● **Directions**:
• a. Answer these questions using the Watson Machine Learning known issues text.
(i) Which header does the Red Hat OpenShift Ingress controller fail to set with the client's IP address?
(ii) What is the recommended minimum configuration for a pipeline notebook?
(iii) To which releases does the issue of GPU profiles missing from the hardware specification list apply?
• b. Carry on the Watson Machine Learning known issues text from the point where it stops.

---- Text excerpt

Known issues and limitations for Watson Machine Learning

The following known issues and limitations apply to Watson Machine Learning.

Known issues

Known issues for Federated Learning
- Authentication failures for Federated Learning training jobs when allowed_ips are specified in the Remote Training System
Known issues for AutoAI
- Importing an AutoAI notebook from a catalog can result in runtime error
Known issues for Deep Learning
- GPU profiles not displayed in hardware specification list for TensorFlow models with GPU inferencing enabled
Known issues for Watson Machine Learning

Limitations

Limitations for Watson Machine Learning
Limitations for AutoAI experiments

Known issues for Federated Learning

Authentication failures for Federated Learning training jobs when allowed IPs are specified in the Remote Training System

Applies to: 5.1.0 and later

Currently, the Red Hat OpenShift Ingress controller is not setting the X-Forwarded-For header with the client's IP address regardless of the forwardedHeaderPolicy setting. This causes authentication failures for Federated Learning training jobs when allowed_ips are specified in the Remote Training System even though the client IP address is correct.

To use the Federated Learning Remote Training System IP restriction feature in Cloud Pak for Data 4.0.3, configure an external proxy to inject the X-Forwarded-For header. For more information, see the article on configuring ingress.

Known issues for AutoAI

Importing an AutoAI notebook from a catalog can result in runtime error

Applies to: 5.1.0 and later (watsonx.ai 2.0 and later)

If you save an AutoAI notebook to an IBM Knowledge Catalog, and then you import it into a project and run it, you might get this error: Library not compatible or missing.

This error results from a mismatch between the runtime environment saved in the catalog and the runtime environment required to run the notebook in the project. To resolve, update the runtime environment to the latest supported version. For example, if the imported notebook uses Runtime 23.1 in the catalog version, update to Runtime 24.1 and run the notebook job again.

Tip: When you update your runtime environment, check that you have adequate computing resources. The recommended configuration is at least 2 vCPU and 8GB RAM for an experiment notebook, and at least 4 vCPU and 16GB RAM for a pipeline notebook.

Known issues for Deep Learning

GPU profiles not displayed in hardware specification list for TensorFlow models with GPU inferencing enabled

Applied to: 5.1.2 and later

When you deploy a TensorFlow model for GPU inferencing, the GPU profiles are not included in the dropdown list of hardware specifications.

--------
---- Provided records

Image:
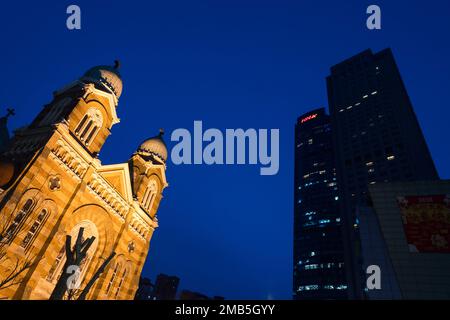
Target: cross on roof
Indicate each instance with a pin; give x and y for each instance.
(10, 112)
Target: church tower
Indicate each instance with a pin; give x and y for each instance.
(53, 184)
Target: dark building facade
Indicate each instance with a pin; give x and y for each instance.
(376, 138)
(318, 246)
(166, 287)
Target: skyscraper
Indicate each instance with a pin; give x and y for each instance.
(376, 137)
(318, 246)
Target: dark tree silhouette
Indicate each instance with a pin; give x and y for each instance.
(74, 257)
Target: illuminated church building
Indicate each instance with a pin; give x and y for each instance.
(52, 184)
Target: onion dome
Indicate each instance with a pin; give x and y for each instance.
(107, 76)
(155, 147)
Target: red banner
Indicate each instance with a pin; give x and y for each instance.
(426, 221)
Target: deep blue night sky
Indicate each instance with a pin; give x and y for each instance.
(224, 230)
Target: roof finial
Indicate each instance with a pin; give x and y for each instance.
(10, 112)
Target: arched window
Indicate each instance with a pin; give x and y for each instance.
(35, 227)
(121, 281)
(89, 126)
(113, 277)
(149, 196)
(55, 111)
(19, 219)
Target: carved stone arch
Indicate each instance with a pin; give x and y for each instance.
(42, 212)
(101, 218)
(34, 194)
(112, 274)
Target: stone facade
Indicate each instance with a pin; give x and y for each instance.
(60, 185)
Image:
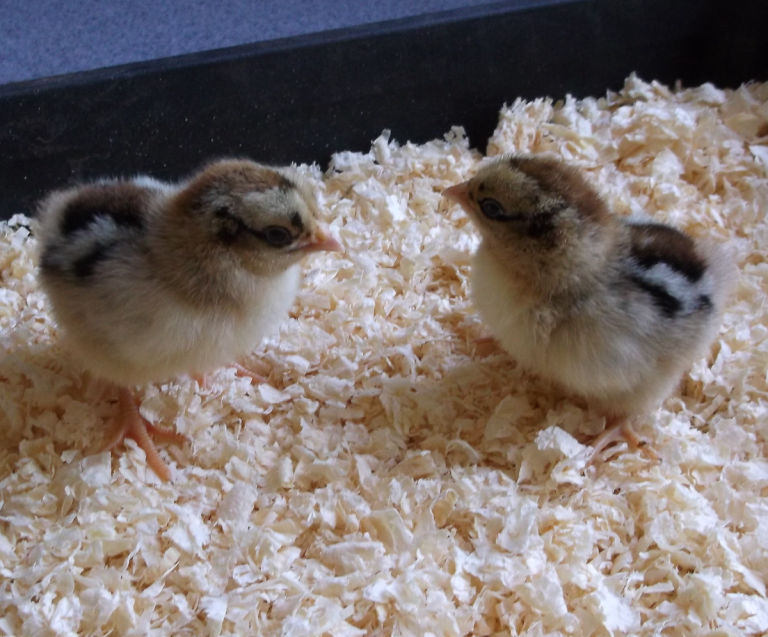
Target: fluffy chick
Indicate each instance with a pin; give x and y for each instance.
(613, 309)
(150, 280)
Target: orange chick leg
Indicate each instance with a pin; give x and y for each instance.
(131, 424)
(616, 430)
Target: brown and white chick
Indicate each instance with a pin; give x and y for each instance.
(612, 309)
(150, 280)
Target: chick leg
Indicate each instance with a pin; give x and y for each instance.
(616, 430)
(131, 424)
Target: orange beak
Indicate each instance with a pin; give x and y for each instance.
(320, 241)
(459, 193)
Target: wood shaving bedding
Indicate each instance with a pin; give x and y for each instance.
(397, 475)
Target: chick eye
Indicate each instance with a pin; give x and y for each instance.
(277, 236)
(492, 208)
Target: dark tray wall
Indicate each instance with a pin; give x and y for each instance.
(301, 99)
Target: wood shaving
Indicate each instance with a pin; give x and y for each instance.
(398, 475)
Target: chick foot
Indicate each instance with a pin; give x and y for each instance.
(240, 371)
(131, 424)
(617, 430)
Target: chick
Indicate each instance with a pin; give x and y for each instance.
(612, 309)
(150, 280)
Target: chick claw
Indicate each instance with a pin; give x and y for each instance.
(131, 424)
(617, 430)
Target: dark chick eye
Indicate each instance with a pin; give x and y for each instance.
(277, 236)
(492, 208)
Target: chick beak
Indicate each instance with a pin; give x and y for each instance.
(320, 241)
(459, 193)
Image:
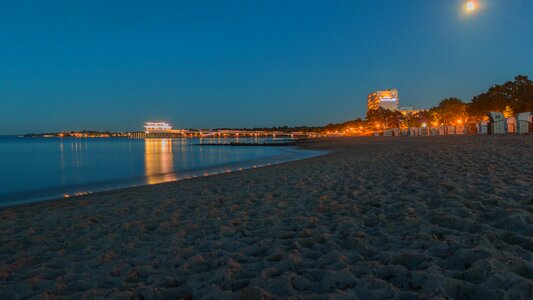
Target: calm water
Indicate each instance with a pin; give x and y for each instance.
(33, 169)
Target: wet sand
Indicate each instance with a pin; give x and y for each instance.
(409, 218)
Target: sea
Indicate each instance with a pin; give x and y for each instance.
(36, 169)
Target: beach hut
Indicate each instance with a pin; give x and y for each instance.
(483, 127)
(510, 125)
(497, 123)
(524, 123)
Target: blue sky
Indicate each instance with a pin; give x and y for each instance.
(72, 65)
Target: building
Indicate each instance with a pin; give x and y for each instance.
(157, 127)
(409, 110)
(387, 99)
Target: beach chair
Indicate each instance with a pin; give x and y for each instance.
(524, 122)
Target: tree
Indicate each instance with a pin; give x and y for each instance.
(450, 111)
(383, 118)
(510, 97)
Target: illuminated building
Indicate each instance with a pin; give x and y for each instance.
(156, 127)
(387, 99)
(409, 110)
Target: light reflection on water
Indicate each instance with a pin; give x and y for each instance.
(158, 160)
(34, 169)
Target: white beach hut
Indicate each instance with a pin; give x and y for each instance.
(423, 131)
(510, 125)
(497, 123)
(450, 129)
(524, 122)
(483, 127)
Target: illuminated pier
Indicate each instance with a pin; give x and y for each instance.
(164, 130)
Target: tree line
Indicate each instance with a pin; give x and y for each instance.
(511, 98)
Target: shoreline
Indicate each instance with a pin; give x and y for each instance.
(373, 218)
(70, 193)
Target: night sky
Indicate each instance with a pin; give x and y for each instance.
(111, 65)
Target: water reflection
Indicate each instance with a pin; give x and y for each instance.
(158, 161)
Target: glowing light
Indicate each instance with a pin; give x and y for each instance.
(470, 6)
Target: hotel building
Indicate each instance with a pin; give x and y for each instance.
(387, 99)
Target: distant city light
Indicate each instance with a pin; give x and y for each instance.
(470, 6)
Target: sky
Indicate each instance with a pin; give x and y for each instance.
(112, 65)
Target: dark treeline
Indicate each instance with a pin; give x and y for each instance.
(510, 98)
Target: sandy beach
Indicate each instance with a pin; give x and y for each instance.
(402, 218)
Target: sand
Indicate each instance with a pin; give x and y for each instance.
(408, 218)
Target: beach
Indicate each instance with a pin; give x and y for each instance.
(378, 217)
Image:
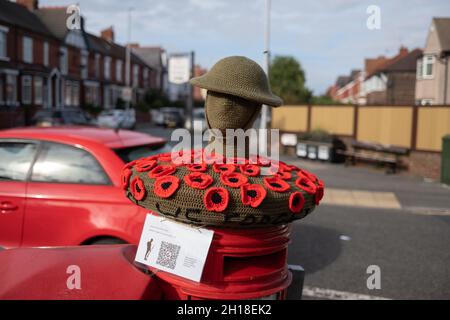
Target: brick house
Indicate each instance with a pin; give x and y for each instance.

--------

● **Answers in order**:
• a.
(i) The X-Forwarded-For header.
(ii) At least 4 vCPU and 16GB RAM.
(iii) 5.1.2 and later.

• b.
The root cause of the issue is that the software specification is not automatically updated when the model is promoted to the deployment space.

To work around this issue, you can modify the code to remove the ID when overriding the software specification for GPU, as shown here:

if (options.modelAttributes.useOnGpu && payloadFromFile.software_spec?.name) {
	delete payloadFromFile.software_spec.id
	payloadFromFile.software_spec.name = constants.SOFTWARE_SPEC_NAME_RT24_1_PY3_11_CUDA;
}

Known issues for Watson Machine Learning

Upgrade may fail because the include_vars task fails

Applies to: 5.1.0 and later

When upgrading from 5.1.0 to 5.1.1, 5.1.2 or 5.1.3, the upgrade may fail because the include_vars task fails.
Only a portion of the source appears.